WHAT IS ASKED - Copy out every line of the records from their start through the line containing "[249,151,273,232]", inclusive, shifting each bounding box coordinate up by 54. Leave the pictures out of your copy.

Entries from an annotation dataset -
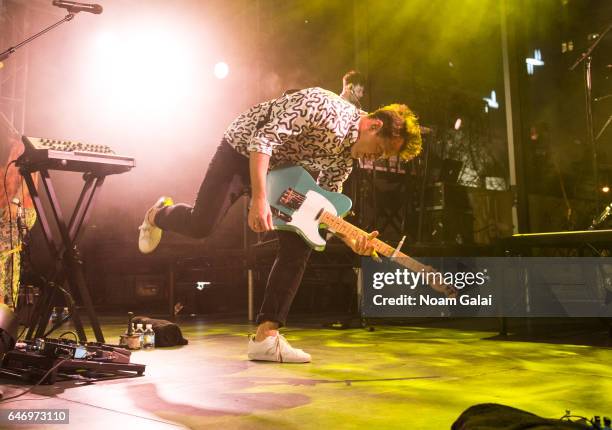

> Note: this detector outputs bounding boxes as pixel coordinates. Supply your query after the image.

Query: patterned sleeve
[247,91,317,156]
[317,161,353,193]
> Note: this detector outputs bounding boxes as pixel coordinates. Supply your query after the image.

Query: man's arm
[249,151,273,232]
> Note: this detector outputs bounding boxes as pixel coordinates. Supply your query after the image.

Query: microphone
[53,0,103,15]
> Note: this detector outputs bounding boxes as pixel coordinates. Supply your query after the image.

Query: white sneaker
[247,334,310,363]
[138,197,174,254]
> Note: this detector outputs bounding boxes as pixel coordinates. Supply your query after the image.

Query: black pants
[155,141,312,327]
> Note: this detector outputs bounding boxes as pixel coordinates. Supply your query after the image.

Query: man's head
[351,104,423,161]
[342,70,365,103]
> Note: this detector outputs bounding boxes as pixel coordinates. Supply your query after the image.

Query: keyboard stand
[17,165,106,343]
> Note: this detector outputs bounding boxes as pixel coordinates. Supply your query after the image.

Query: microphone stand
[569,22,612,212]
[0,12,76,61]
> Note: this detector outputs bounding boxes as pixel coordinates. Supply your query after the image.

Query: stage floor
[0,317,612,430]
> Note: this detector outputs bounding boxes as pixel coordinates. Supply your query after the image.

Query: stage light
[525,49,544,75]
[214,61,229,79]
[482,90,499,112]
[196,281,211,291]
[84,20,197,120]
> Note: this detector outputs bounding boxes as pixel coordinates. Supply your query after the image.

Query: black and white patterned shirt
[223,88,361,192]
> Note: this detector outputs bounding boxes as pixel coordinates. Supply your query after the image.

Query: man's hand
[336,230,378,256]
[249,198,274,233]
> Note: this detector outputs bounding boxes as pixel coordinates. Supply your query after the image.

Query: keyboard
[17,136,136,175]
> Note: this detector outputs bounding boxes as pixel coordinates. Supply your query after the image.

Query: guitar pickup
[270,206,291,222]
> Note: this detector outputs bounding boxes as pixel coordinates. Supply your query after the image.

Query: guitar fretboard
[319,211,435,272]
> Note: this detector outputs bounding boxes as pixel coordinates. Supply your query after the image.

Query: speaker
[0,303,19,354]
[422,209,474,245]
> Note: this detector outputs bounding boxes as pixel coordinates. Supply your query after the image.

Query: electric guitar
[266,166,457,297]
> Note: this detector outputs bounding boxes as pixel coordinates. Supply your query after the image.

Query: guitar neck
[319,211,433,272]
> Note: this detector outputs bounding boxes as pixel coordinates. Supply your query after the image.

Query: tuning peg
[390,235,406,258]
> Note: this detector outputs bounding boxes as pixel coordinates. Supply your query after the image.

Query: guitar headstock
[425,266,459,298]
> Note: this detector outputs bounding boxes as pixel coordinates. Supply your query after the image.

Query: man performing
[138,88,422,363]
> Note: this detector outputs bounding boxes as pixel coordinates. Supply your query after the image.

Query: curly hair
[342,70,365,87]
[368,103,423,161]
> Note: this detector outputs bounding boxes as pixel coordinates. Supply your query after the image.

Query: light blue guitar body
[266,166,353,251]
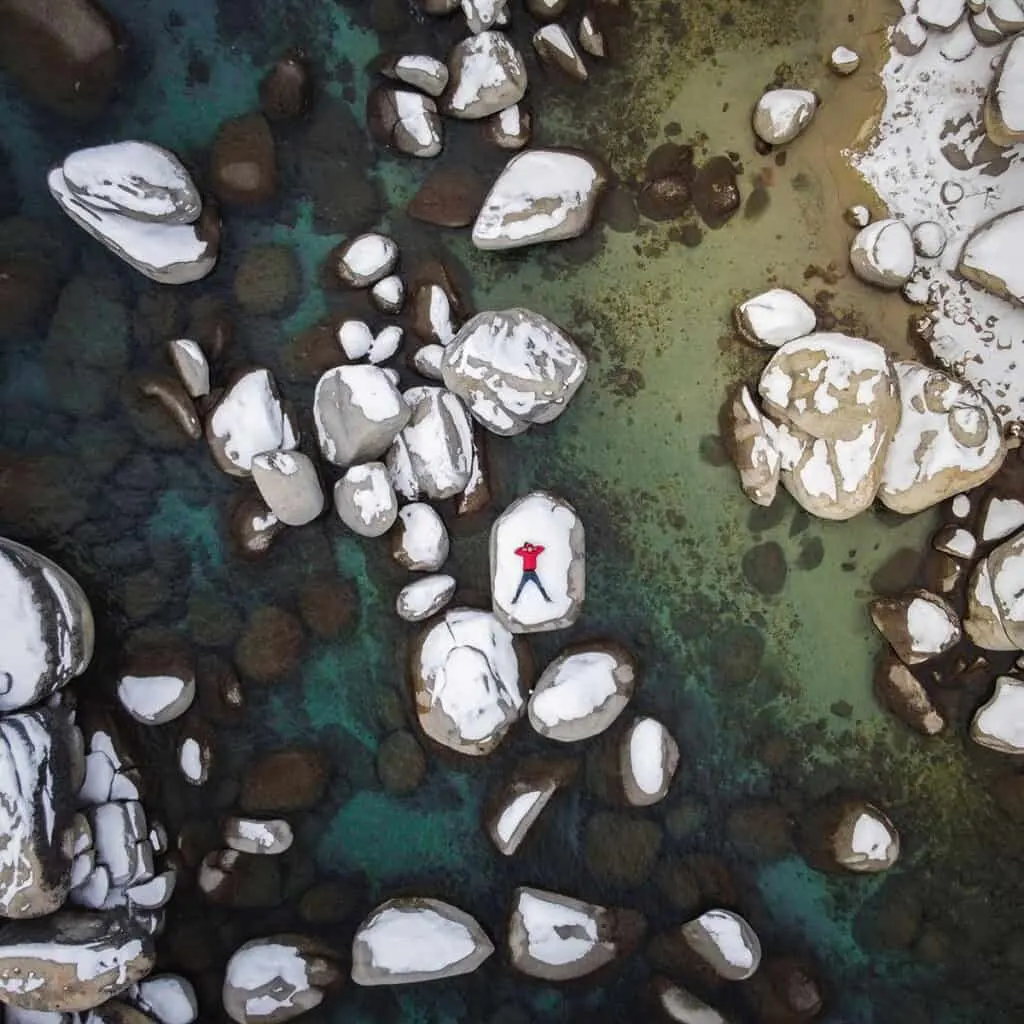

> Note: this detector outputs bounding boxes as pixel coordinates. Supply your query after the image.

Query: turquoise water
[0,0,1024,1024]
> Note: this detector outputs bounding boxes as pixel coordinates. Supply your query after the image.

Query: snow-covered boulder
[618,717,679,807]
[334,462,398,537]
[985,36,1024,146]
[336,231,398,288]
[754,89,818,145]
[0,538,95,712]
[441,308,587,436]
[956,205,1024,305]
[61,139,203,224]
[313,365,412,467]
[0,910,155,1013]
[735,288,817,348]
[352,896,495,985]
[221,934,343,1024]
[252,452,324,526]
[46,167,220,285]
[879,364,1007,515]
[395,572,456,623]
[850,218,914,290]
[473,150,607,250]
[387,385,473,501]
[410,608,527,756]
[508,887,646,981]
[870,590,961,665]
[529,643,637,743]
[534,23,590,82]
[0,709,81,917]
[206,368,299,476]
[167,338,210,398]
[441,32,526,120]
[490,490,587,633]
[485,762,572,857]
[727,384,782,506]
[391,502,450,572]
[223,817,293,857]
[971,676,1024,754]
[682,909,761,981]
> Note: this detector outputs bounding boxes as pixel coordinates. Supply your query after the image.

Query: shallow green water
[0,0,1024,1024]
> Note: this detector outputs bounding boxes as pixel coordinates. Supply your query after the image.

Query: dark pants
[512,569,551,604]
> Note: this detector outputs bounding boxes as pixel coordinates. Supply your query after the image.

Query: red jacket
[515,544,544,572]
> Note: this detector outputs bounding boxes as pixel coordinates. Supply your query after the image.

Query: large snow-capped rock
[46,167,220,285]
[0,538,95,712]
[221,934,343,1024]
[0,910,155,1013]
[682,909,761,981]
[410,608,527,756]
[529,643,637,743]
[352,896,495,985]
[985,36,1024,145]
[206,367,299,476]
[0,709,82,918]
[758,333,900,519]
[387,385,473,501]
[441,308,587,436]
[879,364,1003,515]
[490,490,587,633]
[971,676,1024,754]
[508,887,646,981]
[441,32,526,120]
[61,139,203,224]
[473,150,607,250]
[956,205,1024,305]
[313,365,412,467]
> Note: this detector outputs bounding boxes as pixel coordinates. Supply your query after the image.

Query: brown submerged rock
[407,167,487,227]
[0,0,122,118]
[259,52,313,121]
[240,748,328,811]
[234,605,305,683]
[210,114,278,205]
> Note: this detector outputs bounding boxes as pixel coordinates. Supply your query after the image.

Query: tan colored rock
[729,384,781,506]
[879,360,1007,515]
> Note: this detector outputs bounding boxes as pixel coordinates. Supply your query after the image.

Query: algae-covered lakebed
[0,0,1024,1024]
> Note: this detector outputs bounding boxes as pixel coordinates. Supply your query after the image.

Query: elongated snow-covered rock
[0,910,155,1013]
[490,490,587,633]
[682,909,761,981]
[441,308,587,436]
[508,887,646,981]
[879,364,1003,514]
[956,204,1024,305]
[62,139,203,224]
[618,718,679,807]
[735,288,817,348]
[529,643,637,743]
[0,710,81,917]
[395,572,456,623]
[387,385,473,501]
[441,32,526,120]
[206,368,299,476]
[473,150,607,250]
[729,384,782,506]
[971,676,1024,754]
[334,462,398,537]
[0,538,95,712]
[313,365,412,467]
[221,934,342,1024]
[352,896,495,985]
[46,167,220,285]
[870,590,961,665]
[411,608,527,756]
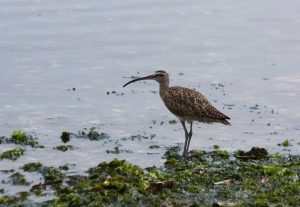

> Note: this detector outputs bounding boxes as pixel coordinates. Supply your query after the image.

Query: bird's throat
[159,81,169,97]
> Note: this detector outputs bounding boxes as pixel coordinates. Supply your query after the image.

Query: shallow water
[0,0,300,196]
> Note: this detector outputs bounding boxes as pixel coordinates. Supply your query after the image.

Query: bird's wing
[163,86,229,122]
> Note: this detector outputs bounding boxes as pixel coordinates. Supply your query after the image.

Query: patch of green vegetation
[0,147,25,161]
[22,162,43,172]
[6,130,43,148]
[87,128,109,140]
[169,119,177,124]
[106,147,133,154]
[60,132,71,143]
[149,144,160,149]
[0,192,32,207]
[235,147,269,160]
[6,172,30,185]
[54,144,74,152]
[278,139,292,147]
[0,146,300,206]
[41,166,65,185]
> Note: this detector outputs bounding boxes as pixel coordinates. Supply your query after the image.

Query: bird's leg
[180,121,189,157]
[186,121,193,152]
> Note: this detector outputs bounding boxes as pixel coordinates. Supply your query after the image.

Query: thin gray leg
[186,121,193,153]
[180,121,189,157]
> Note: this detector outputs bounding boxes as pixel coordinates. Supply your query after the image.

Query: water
[0,0,300,196]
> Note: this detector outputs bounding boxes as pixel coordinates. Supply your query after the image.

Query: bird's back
[161,86,230,125]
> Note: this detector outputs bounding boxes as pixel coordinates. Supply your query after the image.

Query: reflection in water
[0,0,300,196]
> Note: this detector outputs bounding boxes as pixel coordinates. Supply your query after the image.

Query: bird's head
[123,70,169,87]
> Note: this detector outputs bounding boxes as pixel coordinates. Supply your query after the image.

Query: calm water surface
[0,0,300,196]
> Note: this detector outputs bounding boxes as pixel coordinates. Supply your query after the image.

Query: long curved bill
[123,75,154,87]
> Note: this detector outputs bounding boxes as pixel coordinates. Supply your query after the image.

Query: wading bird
[123,70,230,156]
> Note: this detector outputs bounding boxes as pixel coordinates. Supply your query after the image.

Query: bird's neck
[159,80,169,97]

FINISHED TASK -
> Note: this detector outputs bounding boxes as pixel coordinates. Supply your query after the image.

Query: patterned sleeve
[301,145,371,210]
[371,215,407,247]
> Note: this detector outputs bounding boxes as pixel coordinates. Supply your query after the image.

Query: man's arm
[303,205,327,286]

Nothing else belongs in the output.